> **Prompt A**
Repeat every line of the bounding-box labeling records exactly, leaving out the pictures.

## begin Text to read

In one embodiment, device 1200 includes audio subsystem 1220, which represents hardware (e.g., audio hardware and audio circuits) and software (e.g., drivers, codecs) components associated with providing audio functions to the computing device. Audio functions can include speaker or headphone output, as well as microphone input. Devices for such functions can be integrated into device 1200, or connected to device 1200. In one embodiment, a user interacts with device 1200 by providing audio commands that are received and processed by processor 1210.

Display subsystem 1230 represents hardware (e.g., display devices) and software components (e.g., drivers) that provide a visual display for presentation to a user. In one embodiment, the display includes tactile components or touchscreen elements for a user to interact with the computing device. Display subsystem 1230 includes display interface 1232, which includes the particular screen or hardware device used to provide a display to a user. In one embodiment, display interface 1232 includes logic separate from processor 1210 (such as a graphics processor) to perform at least some processing related to the display. In one embodiment, display subsystem 1230 includes a touchscreen device that provides both output and input to a user. In one embodiment, display subsystem 1230 includes a high definition (HD) display that provides an output to a user. High definition can refer to a display having a pixel density of approximately 100 PPI (pixels per inch) or greater, and can include formats such as full HD (e.g., 1080p), retina displays, 4K (ultra high definition or UHD), or others. In one embodiment, display subsystem includes a touchscreen display. In one embodiment, display subsystem 1230 generates display information based on data stored in memory or based on operations executed by processor 1210 or both.

I/O controller 1240 represents hardware devices and software components related to interaction with a user. I/O controller 1240 can operate to manage hardware that is part of audio subsystem 1220, or display subsystem 1230, or both. Additionally, I/O controller 1240 illustrates a connection point for additional devices that connect to device 1200 through which a user might interact with the system. For example, devices that can be attached to device 1200 might include microphone devices, speaker or stereo systems, video systems or other display device, keyboard or keypad devices, or other I/O devices for use with specific applications such as card readers or other devices.

As mentioned above, I/O controller 1240 can interact with audio subsystem 1220 or display subsystem 1230 or both. For example, input through a microphone or other audio device can provide input or commands for one or more applications or functions of device 1200. Additionally, audio output can be provided instead of or in addition to display output. In another example, if display subsystem includes a touchscreen, the display device also acts as an input device, which can be at least partially managed by I/O controller 1240. There can also be additional buttons or switches on device 1200 to provide I/O functions managed by I/O controller 1240.

## end Text to read

> **Prompt B**
Please reproduce the device subsystem text exactly, between "As mentioned above, I/O" and "functions managed by I/O controller 1240.", inclusive.

## begin Supplied entries

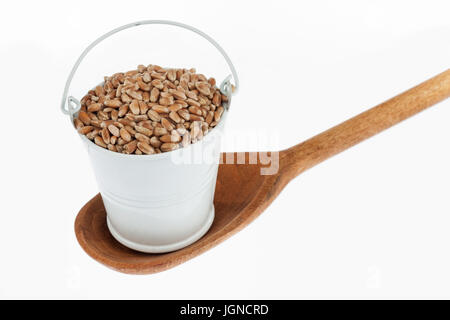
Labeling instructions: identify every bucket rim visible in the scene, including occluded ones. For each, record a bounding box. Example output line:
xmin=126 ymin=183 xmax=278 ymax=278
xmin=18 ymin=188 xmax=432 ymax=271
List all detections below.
xmin=77 ymin=108 xmax=228 ymax=160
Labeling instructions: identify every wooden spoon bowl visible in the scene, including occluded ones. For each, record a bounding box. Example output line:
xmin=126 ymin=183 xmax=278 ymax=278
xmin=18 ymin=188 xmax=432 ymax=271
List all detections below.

## end Supplied entries

> **Exercise output A**
Labeling instructions: identify every bucket rim visible in the scene, including occluded ones. For each, record a bounding box. Example output line:
xmin=126 ymin=183 xmax=278 ymax=278
xmin=18 ymin=188 xmax=432 ymax=271
List all detections below.
xmin=77 ymin=108 xmax=228 ymax=160
Labeling instructions: identify every wooden spoon bowl visible in the scene, including occluded ones. For each, record a bounding box. Example output line:
xmin=126 ymin=183 xmax=278 ymax=278
xmin=18 ymin=188 xmax=432 ymax=271
List all detections below.

> **Exercise output B**
As mentioned above, I/O controller 1240 can interact with audio subsystem 1220 or display subsystem 1230 or both. For example, input through a microphone or other audio device can provide input or commands for one or more applications or functions of device 1200. Additionally, audio output can be provided instead of or in addition to display output. In another example, if display subsystem includes a touchscreen, the display device also acts as an input device, which can be at least partially managed by I/O controller 1240. There can also be additional buttons or switches on device 1200 to provide I/O functions managed by I/O controller 1240.